> _EXERCISE_
Return all of the data exactly, with nothing left out but the pictures.

(Saved entries)
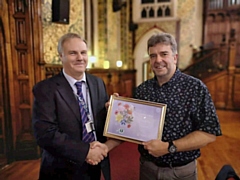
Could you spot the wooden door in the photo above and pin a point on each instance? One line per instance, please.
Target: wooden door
(21, 66)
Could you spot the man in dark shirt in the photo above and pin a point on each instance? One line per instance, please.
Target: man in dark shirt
(190, 123)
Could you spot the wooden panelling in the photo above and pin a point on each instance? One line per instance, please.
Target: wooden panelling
(236, 90)
(221, 91)
(225, 150)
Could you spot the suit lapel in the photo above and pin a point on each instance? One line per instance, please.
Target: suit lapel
(93, 95)
(67, 94)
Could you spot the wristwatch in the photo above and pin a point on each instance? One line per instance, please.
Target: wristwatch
(171, 147)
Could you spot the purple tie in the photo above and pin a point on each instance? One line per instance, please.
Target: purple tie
(87, 137)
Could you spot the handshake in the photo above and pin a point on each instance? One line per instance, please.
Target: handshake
(97, 152)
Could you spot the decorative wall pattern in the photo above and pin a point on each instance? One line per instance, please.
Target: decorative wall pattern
(115, 42)
(52, 31)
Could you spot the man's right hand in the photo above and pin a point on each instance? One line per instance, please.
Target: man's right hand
(96, 153)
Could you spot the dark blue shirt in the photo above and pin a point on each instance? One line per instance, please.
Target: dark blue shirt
(189, 108)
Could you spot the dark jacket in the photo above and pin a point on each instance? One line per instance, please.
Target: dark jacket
(58, 129)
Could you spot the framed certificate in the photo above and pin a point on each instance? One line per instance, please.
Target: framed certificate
(134, 120)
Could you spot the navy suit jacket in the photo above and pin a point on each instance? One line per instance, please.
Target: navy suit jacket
(57, 125)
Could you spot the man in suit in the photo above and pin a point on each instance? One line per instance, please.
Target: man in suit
(57, 121)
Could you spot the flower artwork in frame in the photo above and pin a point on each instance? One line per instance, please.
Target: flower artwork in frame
(134, 120)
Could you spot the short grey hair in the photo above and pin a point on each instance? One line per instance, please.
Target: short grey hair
(163, 38)
(66, 37)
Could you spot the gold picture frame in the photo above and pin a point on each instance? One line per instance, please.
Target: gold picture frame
(134, 120)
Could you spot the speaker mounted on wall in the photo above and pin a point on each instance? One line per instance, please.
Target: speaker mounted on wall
(60, 11)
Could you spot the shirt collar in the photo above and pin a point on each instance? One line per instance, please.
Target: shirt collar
(72, 81)
(172, 79)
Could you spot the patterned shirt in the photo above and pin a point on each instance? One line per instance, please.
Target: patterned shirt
(189, 108)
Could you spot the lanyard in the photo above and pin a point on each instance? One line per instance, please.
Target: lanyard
(85, 106)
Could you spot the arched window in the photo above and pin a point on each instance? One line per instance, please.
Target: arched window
(154, 10)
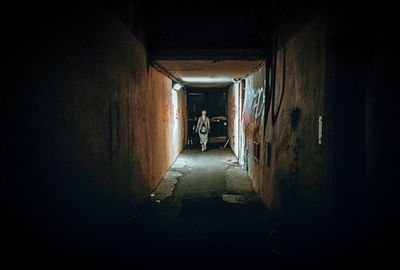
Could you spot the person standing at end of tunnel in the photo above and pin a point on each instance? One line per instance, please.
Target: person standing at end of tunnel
(203, 127)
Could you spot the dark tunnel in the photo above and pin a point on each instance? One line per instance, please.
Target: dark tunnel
(105, 161)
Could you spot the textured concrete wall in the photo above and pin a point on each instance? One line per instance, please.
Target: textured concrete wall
(253, 123)
(291, 171)
(233, 117)
(295, 183)
(97, 127)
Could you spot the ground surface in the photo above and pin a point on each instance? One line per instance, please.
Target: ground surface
(205, 210)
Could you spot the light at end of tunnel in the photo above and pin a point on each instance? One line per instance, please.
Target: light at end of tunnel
(177, 86)
(207, 79)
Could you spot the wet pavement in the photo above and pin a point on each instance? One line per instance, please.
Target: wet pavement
(205, 211)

> _EXERCISE RESPONSE_
Could you spot the wooden door in the photo above and pin a point on each instance? One line per instance, please.
Target: wooden door
(21, 66)
Could you spot the man in dark shirt in the photo above and pin a point on each instance? One line per instance, please.
Target: man in dark shirt
(190, 123)
Could you spot the wooden panelling in the photo above and pin a point on each instance? One line per instance, please.
Target: wooden panelling
(236, 90)
(221, 91)
(225, 150)
Could you spot the suit lapel in the photo above and pin a point on each instance? One line per instance, please.
Target: suit lapel
(93, 95)
(67, 94)
Could you spot the wristwatch in the photo above and pin a point on each instance? One line per instance, please.
Target: wristwatch
(171, 147)
Could you spot the purple tie in the photo above and pin a point on each instance? One line per instance, please.
Target: purple tie
(87, 137)
Could you spot the handshake in the photo above and pin a point on each instance? One line per instance, please.
Target: handshake
(97, 152)
Could you spot the decorative wall pattern in the photo above and pin a point on each instance? One line per instance, please.
Target: decorative wall pattern
(115, 42)
(52, 31)
Could you spot the man's right hand in the photo above and pin a point on each instance? One line per instance, please.
Target: man's right hand
(96, 153)
Could you spot the dark blue shirt in the photo above and pin a point on each instance? One line per instance, please.
Target: dark blue shirt
(189, 108)
Could you spot the dark jacket in the photo above and pin a point on each instance? One line per instance, please.
Target: dark jacket
(58, 129)
Could you spot the framed certificate in the photo above and pin a point on each instance? One line per instance, please.
Target: framed certificate
(134, 120)
Could you spot the navy suit jacket in the photo above and pin a point on each instance? One line per instance, please.
Target: navy suit jacket
(57, 125)
Could you spot the man in suit in the photo above and pin a point on each instance? One line per instance, please.
Target: man in suit
(57, 121)
Could you spot the flower artwork in frame in the photo above and pin a point on each instance? One line per instance, please.
Target: flower artwork in frame
(134, 120)
Could you spot the short grey hair in the photo above and pin a point on each instance? One line per instance, please.
Target: short grey hair
(163, 38)
(66, 37)
Could you spot the gold picture frame in the photo above and pin a point on each instance? One line per instance, please.
Target: gold picture frame
(134, 120)
Could you spot the speaker mounted on wall in the photo above and pin a point on each instance? One line per instance, please.
Target: speaker mounted on wall
(60, 11)
Could you spot the shirt collar in the photo above and pin a point on each instance? One line per instance, please.
Target: shirt collar
(72, 81)
(172, 79)
Could you spot the patterned shirt in the photo above and pin a point on each instance? One line per instance, please.
Target: patterned shirt
(189, 108)
Could you spot the lanyard in the photo above and pin a point on each instance? One line per instance, please.
Target: lanyard
(85, 106)
Could you spot the arched window in the photo above and pin a point on each instance? One line per instance, please.
Target: arched window
(154, 10)
Could you spot the person standing at end of tunnel in the photo above and pin a point on each instance? One line per instance, please.
Target: person standing at end of tunnel
(203, 127)
Could you spot the dark tunnel in the photo above and pin a point on each instance? One line per instance, please.
Target: dark tunnel
(105, 161)
Could you spot the textured concrete wall in the photo above and pin a point on each instance? One line per instance, please.
Target: textured concrete wall
(253, 123)
(291, 171)
(233, 117)
(295, 183)
(97, 127)
Could you spot the ground surface in the photo above and pin a point on each instance? One line per instance, please.
Target: ground surface
(205, 210)
Could you spot the light at end of tunnel in the photo above and pin a point on each instance? One line per instance, please.
Target: light at end of tunnel
(177, 86)
(207, 79)
Could you spot the wet pavement in the photo above and pin a point on each instance? One line per instance, please.
Target: wet pavement
(205, 211)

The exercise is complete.